◆ PASSAGE TO READ
The SBMiners team includes Ph.D. student Kang Lin Hsieh and M.S. students Adeola Akinfaderin, Avi Raju, who served as team lead, and Bin Yao. Associate Dean for Academic Affairs and Professor Susan Fenton, Ph.D. is the team’s academic advisor.

“Each student played an important role during the competition,” said Fenton. “Avi was a good team leader while Kang handled the complex analysis and Bin provided additional analysis support. Adeola was instrumental in creating the presentation and gathering our references.”

To launch the competition, MITRE partnered with the National Health Care Anti-Fraud Association (NHCAA). Students from U.S.-based colleges and universities worked collaboratively to create innovative approaches for finding fraud while using a dataset and tools provided by MITRE. The competition encouraged teams to develop innovative solutions that could help government and private healthcare payers reduce dollars lost due to healthcare fraud.

“MITRE decided to pursue this competition to raise awareness of fraud in health care, expose competitors to the behind-the-scenes efforts to combat these issues, and generate interest in fraud detection and prevention,” stated Lisa Cannady, MITRE’s project lead for the competition.Advanced analytics skills are key to successfully combating healthcare fraud and new talent and ideas are needed.”

Each team had access to a large, de-identified set of recent medical and pharmacy claims, a dedicated cloud-based Amazon Web Services workstation, and a suite of open source tools to use to analyze the data.  “We designed the competition to provide the students with resources, tools, and a de-identified set of real-world healthcare claims for the teams to analyze the data, uncover potential schemes, and understand the potential significance of their work,” Cannady said.

◆ DATA SHOWN
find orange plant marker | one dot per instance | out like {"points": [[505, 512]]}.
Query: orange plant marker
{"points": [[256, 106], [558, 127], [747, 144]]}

◆ REQUIRED ACTIONS
**1.** In the passage on the healthcare fraud competition, who served as team lead of SBMiners?
**2.** Reproduce the part of the passage on the healthcare fraud competition that begins at the words "The SBMiners team" and ends after the words "team’s academic advisor.".
**3.** Carry on the passage on the healthcare fraud competition, starting after its last sentence.

◆ ANSWERS TO THE TASKS
**1.** Avi Raju

**2.**
The SBMiners team includes Ph.D. student Kang Lin Hsieh and M.S. students Adeola Akinfaderin, Avi Raju, who served as team lead, and Bin Yao. Associate Dean for Academic Affairs and Professor Susan Fenton, Ph.D. is the team’s academic advisor.

**3.**
Teams also worked with law enforcement and private industry experts throughout the competition. The experts offered guidance on the importance of data in investigations and gave helpful information on their personal career paths.

During the competition, which began in Feb. and ended in mid-April, teams were required to perform data analysis to detect anomalies, prioritize findings and develop an investigation recommendation plan for submission. Judges from government agencies and private insurance companies evaluated the submissions. The judges assessed the sophistication and innovation of the analytic design, the overall technical competence of the team and the ability to link the data analysis results to an investigative recommendation.

As the competition winners, the SBMiners team demonstrated advanced technical skills to identify potentially fraudulent schemes using cluster analysis. The team’s analysis approach included a geographical-based focus and analysis by ratios. Additionally, the team chose impactful visualizations to convey their recommendations.

“Winning the MITRE competition demonstrates not only how diligently the team members worked, but also speaks to the caliber of the students we educate at McWilliams School of Biomedical Informatics,” stated Fenton. “The students take courses focused in data visualization and biomedical data analysis and successfully applied the knowledge gained to win a national anti-fraud competition.”

The two runner-up teams are Texas State University and University of Chicago, Illinois. The SBMiners will present their solution in August at the NHCAA Skills and Schemes for Healthcare Investigators conference in Denver.

published on 6/6/2018 at 5:00 p.m.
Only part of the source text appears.